- What you have to do -
Give every line of the material below as a JSON list of strings, one string per line, with blank lines and pictures left out.

____ Raw data

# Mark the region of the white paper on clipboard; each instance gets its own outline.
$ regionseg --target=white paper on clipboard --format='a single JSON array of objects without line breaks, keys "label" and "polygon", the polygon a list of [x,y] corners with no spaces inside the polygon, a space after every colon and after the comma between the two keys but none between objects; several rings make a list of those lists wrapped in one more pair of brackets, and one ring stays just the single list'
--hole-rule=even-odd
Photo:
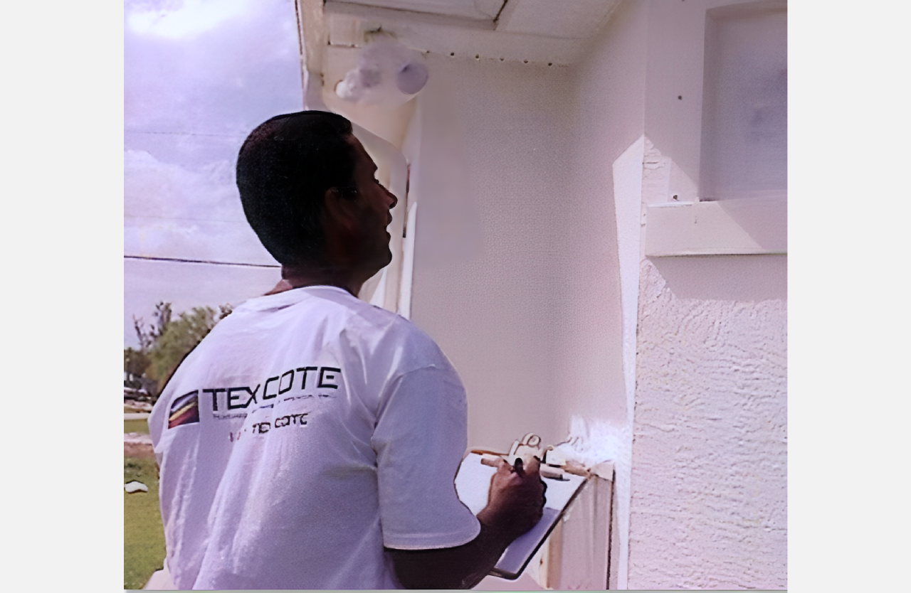
[{"label": "white paper on clipboard", "polygon": [[[475,515],[487,505],[490,478],[496,472],[496,467],[482,465],[481,456],[476,453],[469,453],[462,460],[458,474],[456,475],[456,492],[459,499]],[[563,511],[587,479],[574,474],[565,474],[564,477],[565,480],[544,478],[548,489],[544,495],[544,513],[541,520],[530,531],[519,536],[509,544],[490,574],[510,579],[517,578],[522,574],[528,560],[544,543],[557,525],[557,521],[563,516]]]}]

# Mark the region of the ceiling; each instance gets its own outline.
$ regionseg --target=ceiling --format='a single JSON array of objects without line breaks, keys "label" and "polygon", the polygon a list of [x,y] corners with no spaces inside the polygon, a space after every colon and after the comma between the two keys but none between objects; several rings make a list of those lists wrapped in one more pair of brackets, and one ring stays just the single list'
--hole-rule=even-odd
[{"label": "ceiling", "polygon": [[[326,0],[333,48],[388,35],[423,53],[541,63],[577,61],[620,0]],[[377,33],[380,32],[380,33]]]}]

________

- Written solution -
[
  "# Mark the region of the white paper on clipboard; each instance gets its own outline.",
  "$ regionseg --target=white paper on clipboard --format='a single JSON array of objects without line breaks, keys \"label\" and \"polygon\", the polygon a list of [x,y] corners with no spaces inside the polygon, a space after every colon and after the comma between the two keys but none between objects; several rings make a list of those lists wrapped in one more pair of brackets, and one ring stays just the single list'",
  "--hole-rule=even-odd",
  "Photo:",
  "[{\"label\": \"white paper on clipboard\", \"polygon\": [[[475,515],[487,505],[490,478],[496,472],[496,467],[482,465],[481,456],[476,453],[469,453],[462,460],[458,474],[456,475],[456,492],[459,499]],[[563,511],[587,479],[574,474],[565,474],[564,477],[565,480],[544,478],[548,489],[544,495],[544,513],[541,520],[530,531],[519,536],[509,544],[490,574],[510,579],[517,578],[522,574],[528,560],[544,543],[557,525],[557,521],[563,516]]]}]",
  "# Mark the region of the ceiling; each instance gets its own outline.",
  "$ regionseg --target=ceiling --format='a single JSON array of objects without line breaks, keys \"label\" and \"polygon\", the polygon a list of [x,y] corners with no spaces inside the polygon, a space after every colon and after the comma between the two keys but none between objects; several rings make a list of those lists wrapped in one more pair of brackets, and one ring stays just the single list'",
  "--hole-rule=even-odd",
  "[{\"label\": \"ceiling\", \"polygon\": [[[326,0],[333,48],[388,35],[423,53],[541,63],[577,61],[620,0]],[[377,33],[380,32],[380,33]]]}]"
]